━━━ Data for the task ━━━
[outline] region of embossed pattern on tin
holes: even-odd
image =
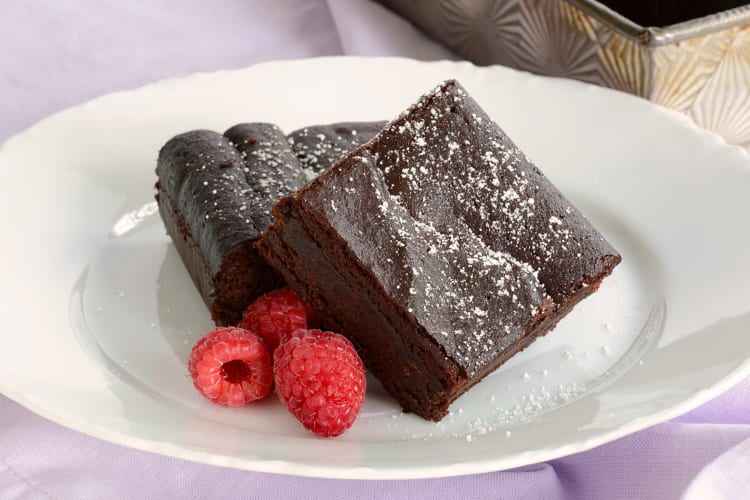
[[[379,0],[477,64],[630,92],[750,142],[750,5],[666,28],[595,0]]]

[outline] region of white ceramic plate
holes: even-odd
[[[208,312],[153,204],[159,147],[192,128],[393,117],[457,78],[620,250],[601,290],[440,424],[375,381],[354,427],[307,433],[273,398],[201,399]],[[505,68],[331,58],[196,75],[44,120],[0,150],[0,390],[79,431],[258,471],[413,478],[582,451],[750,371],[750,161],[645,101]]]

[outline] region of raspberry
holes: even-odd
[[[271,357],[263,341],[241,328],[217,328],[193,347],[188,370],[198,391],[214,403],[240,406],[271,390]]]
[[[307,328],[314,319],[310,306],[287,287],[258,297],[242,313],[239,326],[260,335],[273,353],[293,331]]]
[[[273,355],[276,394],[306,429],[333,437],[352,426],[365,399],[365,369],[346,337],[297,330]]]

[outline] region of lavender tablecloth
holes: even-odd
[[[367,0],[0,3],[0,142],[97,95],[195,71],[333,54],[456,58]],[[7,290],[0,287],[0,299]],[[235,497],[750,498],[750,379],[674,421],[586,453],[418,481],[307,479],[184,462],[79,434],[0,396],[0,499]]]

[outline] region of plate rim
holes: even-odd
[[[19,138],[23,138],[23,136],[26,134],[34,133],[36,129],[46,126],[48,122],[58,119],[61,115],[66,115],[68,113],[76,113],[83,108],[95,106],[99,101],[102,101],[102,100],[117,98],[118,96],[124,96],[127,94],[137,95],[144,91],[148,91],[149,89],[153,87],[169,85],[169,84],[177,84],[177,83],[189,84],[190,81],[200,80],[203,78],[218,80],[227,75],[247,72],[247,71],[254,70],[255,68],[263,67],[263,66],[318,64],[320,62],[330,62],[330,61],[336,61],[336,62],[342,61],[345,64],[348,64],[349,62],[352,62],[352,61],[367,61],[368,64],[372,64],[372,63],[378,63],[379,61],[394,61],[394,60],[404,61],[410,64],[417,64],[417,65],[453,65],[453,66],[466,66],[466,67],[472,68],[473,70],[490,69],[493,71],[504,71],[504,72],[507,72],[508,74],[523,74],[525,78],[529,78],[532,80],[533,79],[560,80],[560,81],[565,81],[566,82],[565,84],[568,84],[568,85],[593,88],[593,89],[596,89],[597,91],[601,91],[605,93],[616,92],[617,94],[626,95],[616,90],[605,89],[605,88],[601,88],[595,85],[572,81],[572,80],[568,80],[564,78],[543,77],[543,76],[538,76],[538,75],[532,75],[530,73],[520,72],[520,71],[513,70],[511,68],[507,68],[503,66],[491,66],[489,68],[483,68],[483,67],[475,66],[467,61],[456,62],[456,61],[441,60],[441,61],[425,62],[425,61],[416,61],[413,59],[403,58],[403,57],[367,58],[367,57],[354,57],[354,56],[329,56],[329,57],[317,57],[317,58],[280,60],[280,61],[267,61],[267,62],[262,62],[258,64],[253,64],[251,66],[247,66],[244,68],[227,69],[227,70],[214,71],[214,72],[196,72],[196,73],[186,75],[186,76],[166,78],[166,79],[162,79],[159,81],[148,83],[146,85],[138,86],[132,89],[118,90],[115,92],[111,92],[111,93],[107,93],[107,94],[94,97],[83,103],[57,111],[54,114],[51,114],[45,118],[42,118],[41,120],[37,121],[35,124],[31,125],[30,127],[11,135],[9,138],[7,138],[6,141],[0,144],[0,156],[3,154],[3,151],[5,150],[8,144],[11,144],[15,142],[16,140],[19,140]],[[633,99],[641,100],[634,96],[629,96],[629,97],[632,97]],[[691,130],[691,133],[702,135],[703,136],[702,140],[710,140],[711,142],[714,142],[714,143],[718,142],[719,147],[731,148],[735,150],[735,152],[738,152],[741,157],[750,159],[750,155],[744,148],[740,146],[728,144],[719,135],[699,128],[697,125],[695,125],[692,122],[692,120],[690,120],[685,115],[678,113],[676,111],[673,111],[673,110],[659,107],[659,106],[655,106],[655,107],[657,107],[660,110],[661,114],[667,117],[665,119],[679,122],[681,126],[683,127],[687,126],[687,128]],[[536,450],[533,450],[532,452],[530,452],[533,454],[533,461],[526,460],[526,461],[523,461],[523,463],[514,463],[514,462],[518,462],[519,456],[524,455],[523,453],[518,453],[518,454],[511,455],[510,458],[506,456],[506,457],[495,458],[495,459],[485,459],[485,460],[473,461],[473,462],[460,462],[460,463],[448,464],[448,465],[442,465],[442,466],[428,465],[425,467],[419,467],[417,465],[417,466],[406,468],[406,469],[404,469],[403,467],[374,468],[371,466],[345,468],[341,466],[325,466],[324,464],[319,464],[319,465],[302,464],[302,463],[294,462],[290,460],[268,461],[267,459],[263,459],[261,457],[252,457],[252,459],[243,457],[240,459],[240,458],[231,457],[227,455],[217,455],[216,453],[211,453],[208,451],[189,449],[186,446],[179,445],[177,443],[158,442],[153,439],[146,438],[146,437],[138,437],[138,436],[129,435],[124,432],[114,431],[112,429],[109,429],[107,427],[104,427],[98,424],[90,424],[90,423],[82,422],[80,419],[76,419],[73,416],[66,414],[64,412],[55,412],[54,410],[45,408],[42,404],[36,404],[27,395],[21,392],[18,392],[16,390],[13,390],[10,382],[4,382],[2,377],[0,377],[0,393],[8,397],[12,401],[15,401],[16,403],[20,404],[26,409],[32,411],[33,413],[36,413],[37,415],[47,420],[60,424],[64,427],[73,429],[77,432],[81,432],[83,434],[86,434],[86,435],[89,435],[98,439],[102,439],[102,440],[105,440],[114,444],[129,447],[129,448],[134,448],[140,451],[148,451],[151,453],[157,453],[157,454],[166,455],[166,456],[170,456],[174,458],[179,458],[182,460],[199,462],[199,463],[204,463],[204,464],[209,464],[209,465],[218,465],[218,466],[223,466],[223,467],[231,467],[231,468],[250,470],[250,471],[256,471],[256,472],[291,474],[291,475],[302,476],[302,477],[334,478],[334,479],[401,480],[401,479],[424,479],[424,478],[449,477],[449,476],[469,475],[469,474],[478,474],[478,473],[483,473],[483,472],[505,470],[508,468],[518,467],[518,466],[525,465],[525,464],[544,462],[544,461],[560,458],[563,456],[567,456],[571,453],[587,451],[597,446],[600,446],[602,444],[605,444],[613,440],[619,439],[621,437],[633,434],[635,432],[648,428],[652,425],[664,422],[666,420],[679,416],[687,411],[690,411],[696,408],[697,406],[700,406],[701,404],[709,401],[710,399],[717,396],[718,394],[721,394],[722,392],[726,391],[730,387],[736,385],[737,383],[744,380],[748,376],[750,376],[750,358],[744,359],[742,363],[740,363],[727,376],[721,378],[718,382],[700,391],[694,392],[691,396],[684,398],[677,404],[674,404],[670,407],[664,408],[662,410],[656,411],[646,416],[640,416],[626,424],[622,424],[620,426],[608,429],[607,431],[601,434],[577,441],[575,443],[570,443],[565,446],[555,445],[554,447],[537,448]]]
━━━
--- Task statement ---
Nothing may be altered when you restate the records, but every picture must be dropped.

--- Reply to the task ---
[outline] region of embossed pattern on tin
holes: even-odd
image =
[[[379,0],[477,64],[630,92],[750,142],[750,5],[666,28],[595,0]]]

[outline] region of white ceramic plate
holes: even-odd
[[[208,312],[153,204],[159,147],[192,128],[393,117],[457,78],[620,250],[601,290],[440,424],[375,381],[354,427],[307,433],[273,398],[201,399]],[[505,68],[331,58],[196,75],[44,120],[0,150],[0,390],[79,431],[258,471],[413,478],[582,451],[750,371],[750,161],[645,101]]]

[outline] region of raspberry
holes: even-odd
[[[271,357],[263,341],[241,328],[217,328],[193,347],[188,370],[198,391],[214,403],[240,406],[271,390]]]
[[[307,328],[314,319],[310,306],[287,287],[258,297],[242,313],[239,326],[260,335],[273,353],[293,331]]]
[[[273,355],[276,394],[306,429],[333,437],[352,426],[365,399],[365,369],[346,337],[297,330]]]

[outline] region of lavender tablecloth
holes: even-odd
[[[367,0],[0,3],[0,142],[97,95],[195,71],[333,54],[456,58]],[[7,290],[0,287],[0,299]],[[235,497],[750,498],[750,379],[674,421],[586,453],[418,481],[307,479],[184,462],[79,434],[0,396],[0,499]]]

[outline] region of plate rim
holes: even-odd
[[[19,138],[23,138],[23,136],[26,134],[34,133],[36,129],[46,126],[48,122],[58,119],[61,115],[66,115],[68,113],[76,113],[83,108],[95,106],[99,101],[102,101],[102,100],[117,98],[118,96],[124,96],[127,94],[137,95],[144,91],[148,91],[149,89],[153,87],[169,85],[169,84],[177,84],[177,83],[189,84],[190,81],[200,80],[203,78],[218,80],[227,75],[247,72],[247,71],[254,70],[255,68],[263,67],[263,66],[318,64],[320,62],[330,62],[330,61],[336,61],[336,62],[342,61],[345,64],[348,64],[349,62],[352,62],[352,61],[367,61],[368,64],[372,64],[372,63],[378,63],[379,61],[394,61],[394,60],[404,61],[410,64],[417,64],[417,65],[453,65],[453,66],[466,66],[466,67],[472,68],[473,70],[490,69],[493,71],[504,71],[504,72],[507,72],[508,74],[523,74],[525,78],[529,78],[532,80],[533,79],[560,80],[560,81],[565,81],[566,82],[565,84],[568,84],[568,85],[593,88],[593,89],[596,89],[597,91],[601,91],[605,93],[616,92],[617,94],[626,95],[616,90],[605,89],[605,88],[601,88],[595,85],[572,81],[572,80],[568,80],[564,78],[543,77],[543,76],[538,76],[538,75],[532,75],[530,73],[520,72],[520,71],[513,70],[511,68],[507,68],[503,66],[491,66],[489,68],[483,68],[483,67],[475,66],[467,61],[456,62],[456,61],[441,60],[441,61],[425,62],[425,61],[416,61],[413,59],[403,58],[403,57],[367,58],[367,57],[354,57],[354,56],[329,56],[329,57],[317,57],[317,58],[280,60],[280,61],[267,61],[267,62],[262,62],[258,64],[253,64],[251,66],[247,66],[244,68],[227,69],[227,70],[214,71],[214,72],[196,72],[196,73],[186,75],[186,76],[166,78],[166,79],[162,79],[159,81],[148,83],[146,85],[138,86],[132,89],[118,90],[115,92],[111,92],[111,93],[107,93],[107,94],[94,97],[83,103],[57,111],[54,114],[51,114],[45,118],[42,118],[41,120],[37,121],[35,124],[31,125],[30,127],[11,135],[9,138],[7,138],[6,141],[0,144],[0,156],[3,154],[3,151],[5,150],[8,144],[11,144],[15,142],[16,140],[19,140]],[[633,99],[641,100],[634,96],[629,96],[629,97],[632,97]],[[691,130],[691,133],[702,135],[703,136],[702,140],[710,140],[711,142],[714,142],[714,143],[718,142],[719,147],[731,148],[735,150],[735,152],[738,152],[741,157],[750,159],[750,155],[744,148],[740,146],[728,144],[719,135],[699,128],[697,125],[695,125],[692,122],[692,120],[690,120],[685,115],[678,113],[676,111],[673,111],[673,110],[659,107],[659,106],[655,106],[655,107],[657,107],[660,110],[661,114],[667,117],[665,119],[679,122],[681,126],[683,127],[687,126],[687,128]],[[536,450],[533,450],[532,452],[530,452],[533,454],[533,461],[526,460],[526,461],[523,461],[523,463],[514,463],[514,462],[518,462],[519,456],[524,455],[523,453],[518,453],[518,454],[511,455],[510,458],[506,456],[506,457],[495,458],[495,459],[485,459],[485,460],[473,461],[473,462],[460,462],[460,463],[448,464],[448,465],[442,465],[442,466],[428,465],[425,467],[419,467],[417,465],[417,466],[406,468],[406,469],[404,469],[403,467],[374,468],[371,466],[345,468],[341,466],[325,466],[324,464],[319,464],[319,465],[302,464],[302,463],[294,462],[290,460],[268,461],[267,459],[263,459],[261,457],[252,457],[252,459],[243,457],[240,459],[240,458],[231,457],[227,455],[217,455],[216,453],[211,453],[208,451],[189,449],[186,446],[179,445],[177,443],[158,442],[153,439],[146,438],[146,437],[138,437],[138,436],[129,435],[124,432],[114,431],[112,429],[109,429],[107,427],[104,427],[98,424],[90,424],[90,423],[82,422],[80,419],[76,419],[73,416],[66,414],[64,412],[55,412],[54,410],[45,408],[42,404],[36,404],[27,395],[21,392],[18,392],[16,390],[13,390],[10,382],[4,382],[2,377],[0,377],[0,393],[8,397],[12,401],[15,401],[16,403],[20,404],[26,409],[32,411],[33,413],[36,413],[37,415],[47,420],[60,424],[64,427],[73,429],[77,432],[81,432],[83,434],[86,434],[86,435],[89,435],[98,439],[102,439],[102,440],[105,440],[114,444],[129,447],[129,448],[134,448],[140,451],[148,451],[151,453],[157,453],[157,454],[166,455],[166,456],[170,456],[174,458],[179,458],[182,460],[199,462],[199,463],[204,463],[204,464],[209,464],[209,465],[218,465],[218,466],[223,466],[223,467],[231,467],[231,468],[250,470],[250,471],[256,471],[256,472],[291,474],[291,475],[302,476],[302,477],[334,478],[334,479],[401,480],[401,479],[424,479],[424,478],[449,477],[449,476],[469,475],[469,474],[478,474],[478,473],[483,473],[483,472],[505,470],[508,468],[518,467],[518,466],[525,465],[525,464],[544,462],[544,461],[560,458],[563,456],[567,456],[571,453],[587,451],[597,446],[600,446],[602,444],[605,444],[613,440],[619,439],[621,437],[633,434],[635,432],[648,428],[652,425],[664,422],[666,420],[679,416],[687,411],[690,411],[696,408],[697,406],[700,406],[701,404],[709,401],[710,399],[717,396],[718,394],[721,394],[722,392],[726,391],[730,387],[736,385],[737,383],[744,380],[748,376],[750,376],[750,358],[744,359],[742,363],[740,363],[727,376],[721,378],[718,382],[700,391],[694,392],[691,396],[684,398],[677,404],[674,404],[670,407],[664,408],[662,410],[656,411],[646,416],[640,416],[626,424],[622,424],[620,426],[608,429],[607,431],[601,434],[577,441],[575,443],[570,443],[565,446],[555,445],[554,447],[537,448]]]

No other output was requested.